··· Reading text

8 Key Reasons to Consider a Hybrid Data Integration Solution

Dee Radh

April 23, 2024

The guide “8 Key Reasons to Consider a Hybrid Data Integration Solution” delves deeply into the complexities of managing vast and diverse data environments, particularly emphasizing the merits for data engineers working with on-premises data systems. This comprehensive guide illustrates how hybrid data integration not only addresses existing challenges but also prepares organizations for future data management needs.

One of the primary challenges highlighted in the guide is data fragmentation. Organizations today often operate on a mix of on-premises and cloud-based systems, leading to isolated data silos that can hinder efficient data utilization and business operations. Hybrid data integration solutions bridge these gaps, enabling seamless communication and data flow between disparate systems. This integration is crucial for supporting robust analytics and business intelligence capabilities, as it ensures that data from various sources can be consolidated into a cohesive, accessible format.

Data Processing, Security, and Compliance

Resource utilization is another significant aspect addressed by hybrid data integration. This approach allows data engineers to optimally allocate computing resources based on specific needs. For example, processing large volumes of data or handling peak loads may be more feasible using cloud resources due to their scalability and cost-effectiveness. Conversely, certain operations might be better suited to on-premises environments due to performance or security considerations. By balancing these resources, organizations can achieve a more efficient and cost-effective operation.

······
··· Material

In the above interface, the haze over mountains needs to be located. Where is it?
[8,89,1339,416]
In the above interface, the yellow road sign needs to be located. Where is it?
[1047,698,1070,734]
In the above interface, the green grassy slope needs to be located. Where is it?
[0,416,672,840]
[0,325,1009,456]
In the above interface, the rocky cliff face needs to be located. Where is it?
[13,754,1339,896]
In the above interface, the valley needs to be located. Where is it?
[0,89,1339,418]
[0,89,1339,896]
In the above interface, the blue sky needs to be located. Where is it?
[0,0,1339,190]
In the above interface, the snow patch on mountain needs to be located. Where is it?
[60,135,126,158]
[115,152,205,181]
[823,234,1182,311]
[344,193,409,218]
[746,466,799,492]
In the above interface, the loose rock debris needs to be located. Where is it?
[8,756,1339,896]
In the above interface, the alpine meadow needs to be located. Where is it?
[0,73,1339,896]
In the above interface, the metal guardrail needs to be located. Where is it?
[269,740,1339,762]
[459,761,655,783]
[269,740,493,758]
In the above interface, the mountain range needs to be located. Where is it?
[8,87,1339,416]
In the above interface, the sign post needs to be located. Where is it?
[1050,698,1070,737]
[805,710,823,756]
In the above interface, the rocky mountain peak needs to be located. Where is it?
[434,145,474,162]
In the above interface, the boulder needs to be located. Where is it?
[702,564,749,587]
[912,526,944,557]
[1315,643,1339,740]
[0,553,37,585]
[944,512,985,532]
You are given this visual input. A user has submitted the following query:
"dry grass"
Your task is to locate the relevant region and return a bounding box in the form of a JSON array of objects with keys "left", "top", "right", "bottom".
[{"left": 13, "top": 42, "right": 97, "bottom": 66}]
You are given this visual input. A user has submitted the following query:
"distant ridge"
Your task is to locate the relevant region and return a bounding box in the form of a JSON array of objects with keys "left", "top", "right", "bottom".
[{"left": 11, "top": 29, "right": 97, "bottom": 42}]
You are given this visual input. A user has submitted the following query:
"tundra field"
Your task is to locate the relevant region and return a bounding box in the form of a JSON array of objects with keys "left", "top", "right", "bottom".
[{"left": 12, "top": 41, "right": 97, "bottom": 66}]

······

Task list:
1. Extract the passage from the article on hybrid data integration, starting with "Resource utilization is" and going on through "and cost-effective operation.".
2. Continue the article on hybrid data integration from the point where it stops.
The material placed after the article on hybrid data integration is separate from it.

Exercise results:
1.
Resource utilization is another significant aspect addressed by hybrid data integration. This approach allows data engineers to optimally allocate computing resources based on specific needs. For example, processing large volumes of data or handling peak loads may be more feasible using cloud resources due to their scalability and cost-effectiveness. Conversely, certain operations might be better suited to on-premises environments due to performance or security considerations. By balancing these resources, organizations can achieve a more efficient and cost-effective operation.

2.
Security and compliance are paramount in data management, especially with the increasing emphasis on data privacy regulations across different regions. Hybrid data integration systems facilitate adherence to such regulations by enabling organizations to store and manage data in a manner that complies with local data sovereignty laws. Furthermore, these systems enhance data security through advanced measures such as encryption and detailed access controls, ensuring that sensitive information is protected across all environments.

Improving Resource Management

Business agility is greatly enhanced through hybrid data integration. The flexibility provided by these systems allows organizations to swiftly adapt to changing business conditions and data requirements. Whether scaling up operations to meet increased demand or integrating new technologies, hybrid solutions offer the agility needed to respond effectively to dynamic market conditions. This adaptability is crucial for maintaining competitiveness and operational efficiency.

Cost management is another benefit of hybrid data integration. By leveraging the specific advantages of both on-premises and cloud environments, organizations can optimize their operational expenditures. Cloud environments, for instance, allow for scaling resources up or down based on current needs, which can significantly reduce costs during periods of low demand. Conversely, maintaining critical operations on-premises can mitigate risks associated with third-party services and fluctuating cloud pricing models.

Building a Better Business Ecosystem

The guide also discusses the importance of digital ecosystems and the integration of services from various external partners. Hybrid data integration supports these efforts by enabling seamless data exchanges and collaborations, thereby expanding business capabilities and facilitating entry into new markets or sectors.

Self-service integration capabilities are emphasized as a key feature of modern hybrid systems. These allow business users and departmental staff to manage their integration tasks directly, which speeds up processes and enhances overall business agility. The empowerment of non-specialist users to perform complex integrations democratizes data handling and accelerates decision-making processes.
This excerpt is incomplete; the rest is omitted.